Point labeling records:
+ + + +
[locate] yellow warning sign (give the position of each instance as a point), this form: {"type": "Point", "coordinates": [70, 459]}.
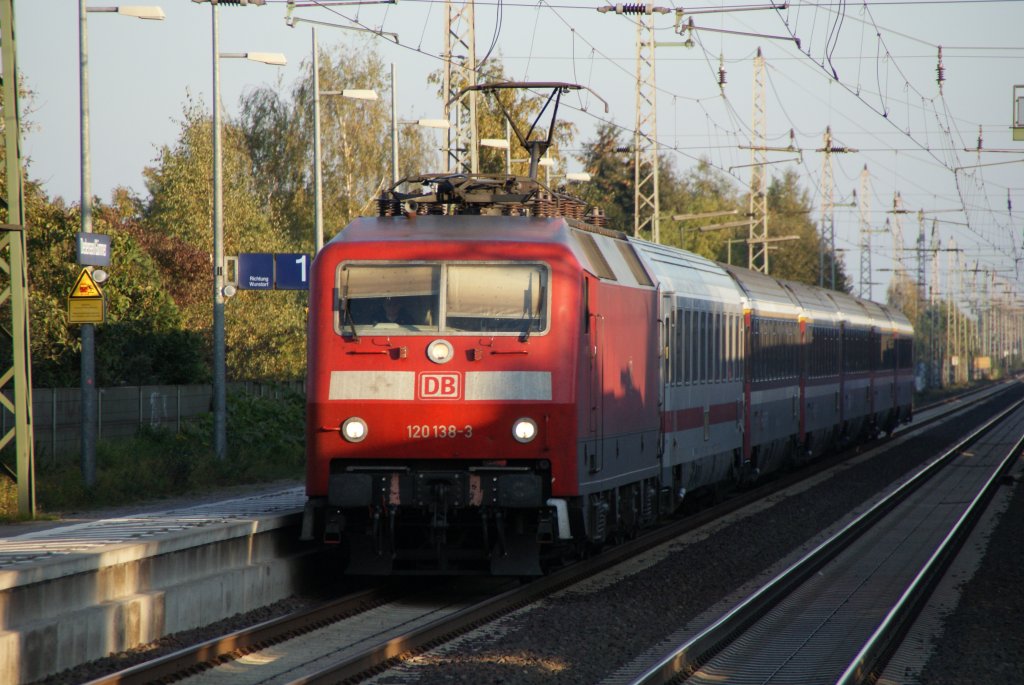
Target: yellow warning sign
{"type": "Point", "coordinates": [85, 303]}
{"type": "Point", "coordinates": [85, 286]}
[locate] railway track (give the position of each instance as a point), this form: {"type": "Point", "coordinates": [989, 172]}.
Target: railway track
{"type": "Point", "coordinates": [402, 631]}
{"type": "Point", "coordinates": [836, 613]}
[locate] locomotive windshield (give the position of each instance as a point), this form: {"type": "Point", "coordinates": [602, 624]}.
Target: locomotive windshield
{"type": "Point", "coordinates": [448, 297]}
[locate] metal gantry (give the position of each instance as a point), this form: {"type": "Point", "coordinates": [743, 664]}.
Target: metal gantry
{"type": "Point", "coordinates": [460, 73]}
{"type": "Point", "coordinates": [757, 240]}
{"type": "Point", "coordinates": [645, 172]}
{"type": "Point", "coordinates": [865, 234]}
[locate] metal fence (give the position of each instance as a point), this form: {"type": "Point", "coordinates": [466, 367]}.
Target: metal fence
{"type": "Point", "coordinates": [121, 412]}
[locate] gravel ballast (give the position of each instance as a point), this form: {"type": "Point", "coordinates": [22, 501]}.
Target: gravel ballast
{"type": "Point", "coordinates": [584, 636]}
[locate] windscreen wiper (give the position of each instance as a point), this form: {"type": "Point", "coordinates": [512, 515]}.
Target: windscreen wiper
{"type": "Point", "coordinates": [346, 315]}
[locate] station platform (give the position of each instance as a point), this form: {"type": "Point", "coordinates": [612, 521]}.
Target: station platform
{"type": "Point", "coordinates": [83, 587]}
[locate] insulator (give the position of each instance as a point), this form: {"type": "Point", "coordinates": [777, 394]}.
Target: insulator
{"type": "Point", "coordinates": [634, 8]}
{"type": "Point", "coordinates": [545, 205]}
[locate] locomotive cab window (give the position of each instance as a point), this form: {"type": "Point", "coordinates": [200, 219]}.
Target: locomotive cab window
{"type": "Point", "coordinates": [471, 298]}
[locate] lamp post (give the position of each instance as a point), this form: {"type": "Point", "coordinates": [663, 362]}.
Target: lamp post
{"type": "Point", "coordinates": [88, 360]}
{"type": "Point", "coordinates": [219, 353]}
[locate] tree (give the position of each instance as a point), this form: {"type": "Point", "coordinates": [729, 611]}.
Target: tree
{"type": "Point", "coordinates": [180, 214]}
{"type": "Point", "coordinates": [790, 211]}
{"type": "Point", "coordinates": [702, 189]}
{"type": "Point", "coordinates": [354, 143]}
{"type": "Point", "coordinates": [610, 170]}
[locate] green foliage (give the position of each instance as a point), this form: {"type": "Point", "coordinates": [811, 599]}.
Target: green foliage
{"type": "Point", "coordinates": [355, 150]}
{"type": "Point", "coordinates": [266, 444]}
{"type": "Point", "coordinates": [790, 211]}
{"type": "Point", "coordinates": [611, 177]}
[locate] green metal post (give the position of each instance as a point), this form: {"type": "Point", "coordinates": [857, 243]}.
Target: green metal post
{"type": "Point", "coordinates": [20, 371]}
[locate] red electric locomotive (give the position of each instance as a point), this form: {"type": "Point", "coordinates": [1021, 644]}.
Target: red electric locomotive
{"type": "Point", "coordinates": [497, 380]}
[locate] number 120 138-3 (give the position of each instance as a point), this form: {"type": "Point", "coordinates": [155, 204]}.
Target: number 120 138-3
{"type": "Point", "coordinates": [418, 431]}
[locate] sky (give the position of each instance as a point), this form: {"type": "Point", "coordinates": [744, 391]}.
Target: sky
{"type": "Point", "coordinates": [866, 71]}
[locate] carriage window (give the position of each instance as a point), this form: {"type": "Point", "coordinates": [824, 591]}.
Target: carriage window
{"type": "Point", "coordinates": [411, 299]}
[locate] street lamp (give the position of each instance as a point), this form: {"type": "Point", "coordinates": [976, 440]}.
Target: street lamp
{"type": "Point", "coordinates": [353, 93]}
{"type": "Point", "coordinates": [219, 353]}
{"type": "Point", "coordinates": [88, 361]}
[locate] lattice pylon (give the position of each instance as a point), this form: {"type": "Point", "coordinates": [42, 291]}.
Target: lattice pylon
{"type": "Point", "coordinates": [757, 245]}
{"type": "Point", "coordinates": [865, 234]}
{"type": "Point", "coordinates": [897, 226]}
{"type": "Point", "coordinates": [645, 193]}
{"type": "Point", "coordinates": [827, 212]}
{"type": "Point", "coordinates": [460, 72]}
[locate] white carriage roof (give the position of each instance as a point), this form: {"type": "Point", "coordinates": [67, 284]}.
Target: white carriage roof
{"type": "Point", "coordinates": [688, 274]}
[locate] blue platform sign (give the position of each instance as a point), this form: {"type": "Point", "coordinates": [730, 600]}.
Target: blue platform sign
{"type": "Point", "coordinates": [292, 270]}
{"type": "Point", "coordinates": [255, 270]}
{"type": "Point", "coordinates": [93, 249]}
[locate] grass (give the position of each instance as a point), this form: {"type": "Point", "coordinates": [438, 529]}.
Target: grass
{"type": "Point", "coordinates": [265, 443]}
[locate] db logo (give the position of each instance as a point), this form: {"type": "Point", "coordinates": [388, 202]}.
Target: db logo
{"type": "Point", "coordinates": [440, 386]}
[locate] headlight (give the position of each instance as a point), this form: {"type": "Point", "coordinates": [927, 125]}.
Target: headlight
{"type": "Point", "coordinates": [524, 430]}
{"type": "Point", "coordinates": [440, 351]}
{"type": "Point", "coordinates": [354, 429]}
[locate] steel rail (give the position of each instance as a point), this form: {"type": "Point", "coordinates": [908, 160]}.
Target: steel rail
{"type": "Point", "coordinates": [872, 653]}
{"type": "Point", "coordinates": [255, 637]}
{"type": "Point", "coordinates": [245, 640]}
{"type": "Point", "coordinates": [695, 650]}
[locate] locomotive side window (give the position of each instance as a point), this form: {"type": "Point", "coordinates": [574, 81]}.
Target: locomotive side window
{"type": "Point", "coordinates": [412, 299]}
+ + + +
▸ EXERCISE GOAL
Can you copy these records word for word, leaving the pictures out?

▸ WRITTEN SOLUTION
[locate] yellow warning sign (give the position of each instance as a point), this form: {"type": "Point", "coordinates": [70, 459]}.
Target: yellow warning sign
{"type": "Point", "coordinates": [85, 303]}
{"type": "Point", "coordinates": [85, 286]}
[locate] railway track (give the position of each instance as a point), this form: {"type": "Point", "coordinates": [989, 172]}.
Target: railway track
{"type": "Point", "coordinates": [402, 631]}
{"type": "Point", "coordinates": [836, 613]}
[locate] locomotive windshield (give the position of each instance as a point), this form: {"type": "Point", "coordinates": [602, 624]}.
Target: locomotive windshield
{"type": "Point", "coordinates": [448, 297]}
[locate] metal gantry (give the position of each instance as a point), this form: {"type": "Point", "coordinates": [743, 664]}.
Target: metal gantry
{"type": "Point", "coordinates": [460, 73]}
{"type": "Point", "coordinates": [757, 240]}
{"type": "Point", "coordinates": [645, 172]}
{"type": "Point", "coordinates": [865, 234]}
[locate] metal fence (give the position of each instance as a point), this form: {"type": "Point", "coordinates": [466, 367]}.
Target: metal fence
{"type": "Point", "coordinates": [121, 412]}
[locate] gravel ballast (give the position of each instance as a point), this form: {"type": "Point", "coordinates": [22, 501]}.
Target: gravel ballast
{"type": "Point", "coordinates": [584, 636]}
[locate] windscreen wiper (give the position of each instance as a point), this form: {"type": "Point", "coordinates": [512, 515]}.
Target: windscreen wiper
{"type": "Point", "coordinates": [346, 315]}
[locate] station platform (give the position of each instance as a point), this form: {"type": "Point", "coordinates": [612, 521]}.
Target: station platform
{"type": "Point", "coordinates": [83, 587]}
[locate] insulator (give the position of each instance as a point), this form: {"type": "Point", "coordinates": [777, 394]}.
Target: insulator
{"type": "Point", "coordinates": [634, 8]}
{"type": "Point", "coordinates": [545, 205]}
[locate] locomotive cab window (give the position of each instance as a point), this form: {"type": "Point", "coordinates": [200, 219]}.
Target: locomotive cab window
{"type": "Point", "coordinates": [471, 298]}
[locate] lamp post (give the position of each instance as a point), this form: {"type": "Point", "coordinates": [663, 362]}.
Target: lamp post
{"type": "Point", "coordinates": [88, 360]}
{"type": "Point", "coordinates": [219, 353]}
[locate] tree (give the position of each instance as a point), this form: {"type": "Point", "coordinates": [729, 611]}.
Target: tree
{"type": "Point", "coordinates": [180, 214]}
{"type": "Point", "coordinates": [790, 211]}
{"type": "Point", "coordinates": [702, 189]}
{"type": "Point", "coordinates": [354, 143]}
{"type": "Point", "coordinates": [610, 170]}
[locate] green foliage (give the position of each instance as a point), this form: {"type": "Point", "coordinates": [811, 599]}.
Target: green foliage
{"type": "Point", "coordinates": [355, 150]}
{"type": "Point", "coordinates": [266, 444]}
{"type": "Point", "coordinates": [790, 211]}
{"type": "Point", "coordinates": [611, 177]}
[locate] green metal post (give the position of each instance as a point), this form: {"type": "Point", "coordinates": [857, 243]}.
Target: green metal post
{"type": "Point", "coordinates": [20, 371]}
[locate] red electric locomotive (give the position of each instance as a point), this form: {"type": "Point", "coordinates": [1021, 644]}.
Target: red electric locomotive
{"type": "Point", "coordinates": [497, 380]}
[locate] number 120 138-3 (give the position of each instance as a point), this form: {"type": "Point", "coordinates": [155, 204]}.
Target: number 120 138-3
{"type": "Point", "coordinates": [418, 431]}
[locate] sky (give the position of each instance as a point), this form: {"type": "Point", "coordinates": [744, 391]}.
Target: sky
{"type": "Point", "coordinates": [866, 71]}
[locate] carriage window (give the position of each instance as a point), this form: {"type": "Point", "coordinates": [824, 591]}.
Target: carriage window
{"type": "Point", "coordinates": [411, 299]}
[locate] street lamp (give the position of each instance as a point), this form: {"type": "Point", "coordinates": [976, 440]}.
Target: street lamp
{"type": "Point", "coordinates": [353, 93]}
{"type": "Point", "coordinates": [219, 353]}
{"type": "Point", "coordinates": [88, 361]}
[locate] lattice pylon (give the position of each instance as a point), this form: {"type": "Point", "coordinates": [42, 291]}.
Target: lattice pylon
{"type": "Point", "coordinates": [757, 245]}
{"type": "Point", "coordinates": [865, 234]}
{"type": "Point", "coordinates": [897, 226]}
{"type": "Point", "coordinates": [645, 193]}
{"type": "Point", "coordinates": [827, 212]}
{"type": "Point", "coordinates": [460, 72]}
[locate] white carriage roof (give the position of each instance as a point), this form: {"type": "Point", "coordinates": [67, 284]}.
Target: white carriage roof
{"type": "Point", "coordinates": [688, 274]}
[locate] blue platform sign (give the position of each instance as a point), this form: {"type": "Point", "coordinates": [730, 600]}.
Target: blue platform sign
{"type": "Point", "coordinates": [292, 270]}
{"type": "Point", "coordinates": [255, 270]}
{"type": "Point", "coordinates": [93, 249]}
[locate] grass (give the position of each instance as a point), this form: {"type": "Point", "coordinates": [438, 529]}.
Target: grass
{"type": "Point", "coordinates": [265, 443]}
[locate] db logo (give the position of each instance as a point), this form: {"type": "Point", "coordinates": [388, 202]}.
Target: db logo
{"type": "Point", "coordinates": [440, 386]}
[locate] headlight (give the position of each instance as a point), this form: {"type": "Point", "coordinates": [927, 125]}.
Target: headlight
{"type": "Point", "coordinates": [524, 430]}
{"type": "Point", "coordinates": [440, 351]}
{"type": "Point", "coordinates": [354, 429]}
[locate] steel rail (give the position of each instance as a point), this form: {"type": "Point", "coordinates": [908, 160]}.
Target: steel rail
{"type": "Point", "coordinates": [872, 653]}
{"type": "Point", "coordinates": [255, 637]}
{"type": "Point", "coordinates": [245, 640]}
{"type": "Point", "coordinates": [695, 650]}
[locate] locomotive side window (give the position of each instance as a point), this form: {"type": "Point", "coordinates": [574, 81]}.
Target: locomotive side window
{"type": "Point", "coordinates": [412, 299]}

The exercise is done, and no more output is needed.